+++ Information given +++

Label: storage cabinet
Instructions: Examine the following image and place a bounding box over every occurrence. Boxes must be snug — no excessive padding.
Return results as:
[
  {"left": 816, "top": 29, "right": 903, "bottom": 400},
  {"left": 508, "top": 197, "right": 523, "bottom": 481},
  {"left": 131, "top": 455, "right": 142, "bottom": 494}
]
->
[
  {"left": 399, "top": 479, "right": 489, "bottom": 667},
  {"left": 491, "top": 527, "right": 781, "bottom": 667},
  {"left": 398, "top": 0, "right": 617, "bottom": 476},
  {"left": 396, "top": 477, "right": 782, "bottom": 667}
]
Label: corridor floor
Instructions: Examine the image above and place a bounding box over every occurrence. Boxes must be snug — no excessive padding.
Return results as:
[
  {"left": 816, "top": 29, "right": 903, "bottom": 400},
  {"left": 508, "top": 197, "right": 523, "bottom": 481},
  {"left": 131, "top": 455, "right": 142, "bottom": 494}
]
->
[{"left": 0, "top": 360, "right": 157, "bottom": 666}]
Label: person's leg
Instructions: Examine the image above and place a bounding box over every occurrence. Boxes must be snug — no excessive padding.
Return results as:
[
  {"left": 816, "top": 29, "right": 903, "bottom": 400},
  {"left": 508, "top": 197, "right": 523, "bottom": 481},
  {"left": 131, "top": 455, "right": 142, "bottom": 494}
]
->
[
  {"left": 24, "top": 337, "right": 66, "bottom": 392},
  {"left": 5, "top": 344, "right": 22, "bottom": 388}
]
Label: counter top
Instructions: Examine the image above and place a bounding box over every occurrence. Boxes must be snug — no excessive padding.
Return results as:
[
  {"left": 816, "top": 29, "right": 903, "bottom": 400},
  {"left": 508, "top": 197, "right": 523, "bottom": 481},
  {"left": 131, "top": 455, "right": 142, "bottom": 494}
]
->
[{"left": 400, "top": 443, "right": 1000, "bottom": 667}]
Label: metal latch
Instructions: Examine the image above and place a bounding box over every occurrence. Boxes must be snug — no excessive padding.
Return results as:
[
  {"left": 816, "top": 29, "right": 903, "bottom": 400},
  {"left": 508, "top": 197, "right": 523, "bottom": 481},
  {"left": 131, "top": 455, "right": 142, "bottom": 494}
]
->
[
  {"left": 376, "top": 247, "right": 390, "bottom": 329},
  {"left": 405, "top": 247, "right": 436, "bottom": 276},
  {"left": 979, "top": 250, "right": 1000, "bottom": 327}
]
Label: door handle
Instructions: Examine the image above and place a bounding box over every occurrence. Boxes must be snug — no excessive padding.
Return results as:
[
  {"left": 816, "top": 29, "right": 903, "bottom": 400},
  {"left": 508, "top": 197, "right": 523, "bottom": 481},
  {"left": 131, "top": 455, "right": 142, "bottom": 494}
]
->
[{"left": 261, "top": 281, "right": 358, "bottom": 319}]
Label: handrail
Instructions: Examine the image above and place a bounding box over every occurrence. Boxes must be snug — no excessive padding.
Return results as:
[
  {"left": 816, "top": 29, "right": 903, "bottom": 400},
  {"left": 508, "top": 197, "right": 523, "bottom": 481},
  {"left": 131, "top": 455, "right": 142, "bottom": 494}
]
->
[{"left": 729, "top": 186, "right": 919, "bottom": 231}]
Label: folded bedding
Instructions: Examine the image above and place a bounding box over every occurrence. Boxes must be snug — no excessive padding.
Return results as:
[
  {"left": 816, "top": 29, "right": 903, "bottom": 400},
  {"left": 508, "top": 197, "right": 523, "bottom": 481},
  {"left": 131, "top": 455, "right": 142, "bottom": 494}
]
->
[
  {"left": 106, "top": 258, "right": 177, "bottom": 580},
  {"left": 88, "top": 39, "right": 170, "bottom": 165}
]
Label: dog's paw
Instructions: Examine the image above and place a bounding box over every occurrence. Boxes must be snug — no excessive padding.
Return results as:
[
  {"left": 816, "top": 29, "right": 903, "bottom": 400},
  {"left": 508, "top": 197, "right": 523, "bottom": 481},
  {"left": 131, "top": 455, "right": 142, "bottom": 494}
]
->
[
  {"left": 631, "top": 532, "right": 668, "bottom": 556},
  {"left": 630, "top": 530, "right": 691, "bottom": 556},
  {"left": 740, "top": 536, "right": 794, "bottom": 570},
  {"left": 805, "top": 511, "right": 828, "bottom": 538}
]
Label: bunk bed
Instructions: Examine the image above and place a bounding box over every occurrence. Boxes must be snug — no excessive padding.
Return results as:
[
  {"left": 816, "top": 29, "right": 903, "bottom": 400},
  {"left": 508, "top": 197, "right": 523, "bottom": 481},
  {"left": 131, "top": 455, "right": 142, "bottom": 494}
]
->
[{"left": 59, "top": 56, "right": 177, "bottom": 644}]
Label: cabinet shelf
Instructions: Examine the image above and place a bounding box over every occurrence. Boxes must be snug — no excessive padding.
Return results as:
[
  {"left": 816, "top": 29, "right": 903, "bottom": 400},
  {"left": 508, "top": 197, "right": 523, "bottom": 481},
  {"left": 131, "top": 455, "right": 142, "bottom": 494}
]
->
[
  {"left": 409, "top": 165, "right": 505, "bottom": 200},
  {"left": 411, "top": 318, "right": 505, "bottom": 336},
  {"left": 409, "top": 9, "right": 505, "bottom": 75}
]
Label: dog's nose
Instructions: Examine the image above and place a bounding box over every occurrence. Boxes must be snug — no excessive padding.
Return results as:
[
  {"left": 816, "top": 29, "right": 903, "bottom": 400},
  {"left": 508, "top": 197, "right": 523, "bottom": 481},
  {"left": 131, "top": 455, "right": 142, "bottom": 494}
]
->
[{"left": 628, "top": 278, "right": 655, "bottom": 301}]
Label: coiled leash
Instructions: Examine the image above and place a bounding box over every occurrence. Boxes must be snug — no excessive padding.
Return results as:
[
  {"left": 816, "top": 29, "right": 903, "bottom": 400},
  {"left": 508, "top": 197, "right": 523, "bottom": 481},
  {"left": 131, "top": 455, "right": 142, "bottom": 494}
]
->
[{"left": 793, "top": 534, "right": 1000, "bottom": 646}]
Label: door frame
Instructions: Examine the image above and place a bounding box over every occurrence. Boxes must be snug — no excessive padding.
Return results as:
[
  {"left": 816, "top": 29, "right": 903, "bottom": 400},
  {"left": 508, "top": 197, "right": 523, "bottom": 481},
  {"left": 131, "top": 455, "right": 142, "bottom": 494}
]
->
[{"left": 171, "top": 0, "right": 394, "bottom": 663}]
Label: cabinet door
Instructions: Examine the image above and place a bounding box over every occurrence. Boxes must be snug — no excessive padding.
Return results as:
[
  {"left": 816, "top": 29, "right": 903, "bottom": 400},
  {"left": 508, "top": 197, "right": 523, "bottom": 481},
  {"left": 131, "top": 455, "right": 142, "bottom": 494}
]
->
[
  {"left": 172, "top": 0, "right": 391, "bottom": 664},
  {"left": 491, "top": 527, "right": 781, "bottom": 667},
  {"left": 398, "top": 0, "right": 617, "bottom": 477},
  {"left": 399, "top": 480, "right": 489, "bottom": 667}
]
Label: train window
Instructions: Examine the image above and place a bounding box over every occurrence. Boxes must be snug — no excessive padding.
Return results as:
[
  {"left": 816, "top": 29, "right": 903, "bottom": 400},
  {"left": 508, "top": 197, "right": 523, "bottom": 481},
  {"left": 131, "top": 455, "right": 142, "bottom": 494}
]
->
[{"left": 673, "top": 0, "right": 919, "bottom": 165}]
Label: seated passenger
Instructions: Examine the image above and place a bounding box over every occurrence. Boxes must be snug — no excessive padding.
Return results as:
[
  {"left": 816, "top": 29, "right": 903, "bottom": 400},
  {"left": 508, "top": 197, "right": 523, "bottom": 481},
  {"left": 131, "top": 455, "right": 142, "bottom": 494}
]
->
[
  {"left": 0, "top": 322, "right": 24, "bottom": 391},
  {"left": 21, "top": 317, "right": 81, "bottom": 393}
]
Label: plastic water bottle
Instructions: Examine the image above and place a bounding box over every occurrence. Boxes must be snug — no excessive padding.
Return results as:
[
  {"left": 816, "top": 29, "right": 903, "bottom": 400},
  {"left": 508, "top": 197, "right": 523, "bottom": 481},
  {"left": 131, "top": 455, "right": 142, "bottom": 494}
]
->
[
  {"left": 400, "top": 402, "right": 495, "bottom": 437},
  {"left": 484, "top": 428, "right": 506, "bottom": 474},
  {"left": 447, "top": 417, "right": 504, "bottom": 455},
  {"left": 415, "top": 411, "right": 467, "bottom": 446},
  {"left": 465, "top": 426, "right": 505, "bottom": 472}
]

+++

### What the exercise asks
Out of the preceding entries, pull every line containing the string "cabinet".

### Solution for this problem
Label: storage cabinet
Label: cabinet shelf
Label: cabinet door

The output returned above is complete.